# silly priced model kits !!



## rochie (Oct 15, 2012)

i've been watching 2 x 1/48 Westland Whirlwind kits by Classic Airframes on ebay, 1 sold for £81.99 the other for £120.00 plus postage, buyers must have really wanted them kits !!!!!!

i wonder if manufacturers saw what people are willing to pay why not re-release them i'm sure they would be snapped up like Eduards Tempest kit recently ?


----------



## Wurger (Oct 15, 2012)

Well, it is possible the manufacturer doesn't exist any longer and the kit moulds has been scrapped.


----------



## rochie (Oct 15, 2012)

possibly, be a shame though


----------



## meatloaf109 (Oct 15, 2012)

This is why we need to start writing various manufacturers urging the reissue of some old favorites. There is a real nostalga thing going on, all us old farts trying to grab some of our childhoods again. After all, the kit makers aren't getting the money from the E-bay sales.


----------



## Capt. Vick (Oct 15, 2012)

Or what about books? Monogram's Japanese Aircraft Interiors by Robert Mikesh goes for an obscene amount of money on the second hand market and when I contacted Eagle Editions LTD. (whom owns the rights) they said it is not in a readily printable format at this time and there are no immediate plans to republish. What? It’s gold mine! And then there is the first volume of Luftwaffe Camouflage Markings (the one released this century), why has that not been reissued? Another money maker judging by what people pay on say eBay!

**Supplied material**
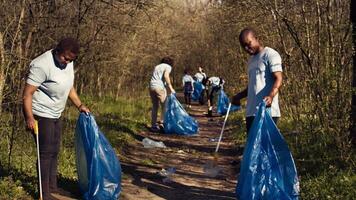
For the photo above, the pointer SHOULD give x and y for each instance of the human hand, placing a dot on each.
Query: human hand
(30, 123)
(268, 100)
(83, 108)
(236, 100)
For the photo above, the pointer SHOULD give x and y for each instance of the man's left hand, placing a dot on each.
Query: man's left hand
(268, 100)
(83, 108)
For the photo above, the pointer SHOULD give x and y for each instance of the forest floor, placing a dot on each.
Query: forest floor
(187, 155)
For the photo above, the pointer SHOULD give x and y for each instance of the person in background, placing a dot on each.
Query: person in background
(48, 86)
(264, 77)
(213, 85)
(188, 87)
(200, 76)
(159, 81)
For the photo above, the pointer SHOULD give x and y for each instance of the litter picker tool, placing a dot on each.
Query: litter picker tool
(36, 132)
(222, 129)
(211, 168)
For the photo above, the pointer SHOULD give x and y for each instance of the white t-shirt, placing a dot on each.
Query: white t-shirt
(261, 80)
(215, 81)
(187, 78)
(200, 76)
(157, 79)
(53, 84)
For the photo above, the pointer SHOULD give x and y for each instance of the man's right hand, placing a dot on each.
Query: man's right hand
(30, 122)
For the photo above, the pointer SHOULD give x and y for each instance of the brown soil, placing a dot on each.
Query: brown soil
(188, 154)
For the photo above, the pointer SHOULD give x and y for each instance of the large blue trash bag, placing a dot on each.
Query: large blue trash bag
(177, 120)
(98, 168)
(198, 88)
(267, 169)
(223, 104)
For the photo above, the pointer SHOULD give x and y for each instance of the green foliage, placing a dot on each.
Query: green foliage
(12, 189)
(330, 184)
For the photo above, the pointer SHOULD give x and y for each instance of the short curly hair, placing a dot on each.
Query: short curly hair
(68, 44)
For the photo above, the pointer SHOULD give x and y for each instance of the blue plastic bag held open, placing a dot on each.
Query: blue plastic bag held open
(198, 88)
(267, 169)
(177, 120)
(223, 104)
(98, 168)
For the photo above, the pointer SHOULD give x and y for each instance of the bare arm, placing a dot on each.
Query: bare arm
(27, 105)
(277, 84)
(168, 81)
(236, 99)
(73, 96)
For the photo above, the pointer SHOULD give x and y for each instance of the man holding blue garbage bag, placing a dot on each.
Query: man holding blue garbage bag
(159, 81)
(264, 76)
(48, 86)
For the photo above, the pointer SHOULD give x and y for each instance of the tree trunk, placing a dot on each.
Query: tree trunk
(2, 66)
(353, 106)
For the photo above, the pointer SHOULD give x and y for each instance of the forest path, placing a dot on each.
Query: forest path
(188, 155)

...

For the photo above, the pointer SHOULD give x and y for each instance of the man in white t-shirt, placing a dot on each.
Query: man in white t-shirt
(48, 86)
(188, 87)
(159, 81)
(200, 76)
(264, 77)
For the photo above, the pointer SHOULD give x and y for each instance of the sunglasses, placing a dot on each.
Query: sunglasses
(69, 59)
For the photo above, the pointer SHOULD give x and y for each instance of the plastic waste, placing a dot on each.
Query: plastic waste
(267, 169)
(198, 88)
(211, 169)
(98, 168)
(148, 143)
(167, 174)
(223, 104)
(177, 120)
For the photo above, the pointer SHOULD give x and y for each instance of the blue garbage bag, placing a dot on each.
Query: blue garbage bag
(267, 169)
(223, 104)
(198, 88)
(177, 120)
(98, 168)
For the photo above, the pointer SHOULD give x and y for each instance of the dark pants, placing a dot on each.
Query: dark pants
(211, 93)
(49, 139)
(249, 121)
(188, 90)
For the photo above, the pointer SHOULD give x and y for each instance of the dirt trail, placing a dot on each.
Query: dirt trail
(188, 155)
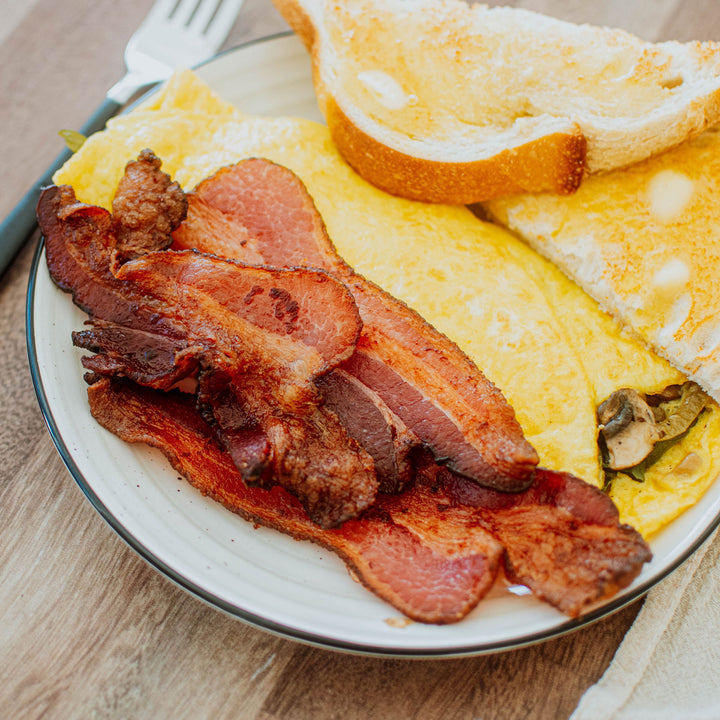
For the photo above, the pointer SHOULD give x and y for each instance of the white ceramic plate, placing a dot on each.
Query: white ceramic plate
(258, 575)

**Requests**
A – In the forum thread on overpriced model kits, who was said to own the rights to Monogram's Japanese Aircraft Interiors?
B – Find each line in the entries that contains the word "held" and copy those lines.

**Responses for each task**
A – Eagle Editions LTD.

B –
For the photo above, the pointer SHOULD give x and y for each instance of the blue plastic bag held open, placing a dot on each.
Query: blue plastic bag held open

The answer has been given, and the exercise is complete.